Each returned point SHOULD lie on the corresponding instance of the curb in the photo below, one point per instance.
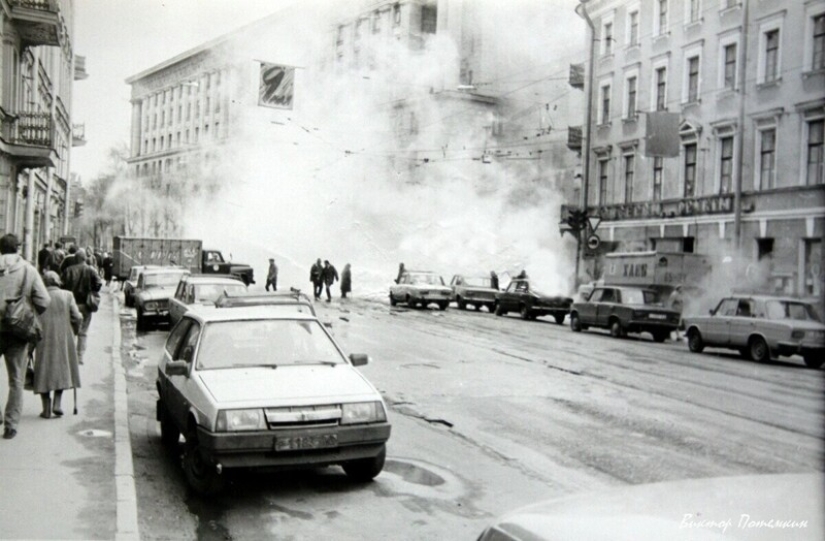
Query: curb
(127, 523)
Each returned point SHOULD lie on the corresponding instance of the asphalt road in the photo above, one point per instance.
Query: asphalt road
(491, 413)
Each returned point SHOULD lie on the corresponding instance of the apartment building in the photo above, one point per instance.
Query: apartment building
(38, 68)
(747, 184)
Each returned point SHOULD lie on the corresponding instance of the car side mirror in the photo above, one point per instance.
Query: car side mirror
(177, 368)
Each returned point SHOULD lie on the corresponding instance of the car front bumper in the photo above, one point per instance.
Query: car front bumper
(257, 449)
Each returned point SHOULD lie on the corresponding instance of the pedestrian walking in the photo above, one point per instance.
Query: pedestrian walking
(272, 275)
(494, 280)
(346, 281)
(82, 280)
(18, 278)
(55, 360)
(330, 276)
(316, 276)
******************************
**WRITTEN EXERCISE:** Return the entire listing above verbatim, line for line, with the picture left out.

**WRITTEN RESPONSE:**
Each returned point SHOULD lie on the corresponding instance of the curb in the photo below, one point per instance.
Query: curb
(127, 523)
Each returned point SHOULD lie on the corresponding instance of the asphalt road in the photo above, one point per instance.
Query: asphalt road
(491, 413)
Each returned point SHOULD lie on the corresponding instance of the apartment building in the photo above, one point per instance.
Query: apartment building
(38, 68)
(747, 184)
Each returned point SHOULD lie on the corresponding instance of the car side mirror in the photo above, one point per instance.
Query: car side mirror
(177, 368)
Each returned point SHOULD lie on the corresponding instance of the car front bumper in the photo above, one point per instance.
Query: car front bumper
(257, 449)
Each returned point SHOULD lie on the corresponding instance of the pedestrian walking in the photo above, one point per instance.
Query: pedestrian walking
(272, 275)
(494, 280)
(346, 281)
(82, 280)
(18, 278)
(55, 360)
(330, 276)
(316, 276)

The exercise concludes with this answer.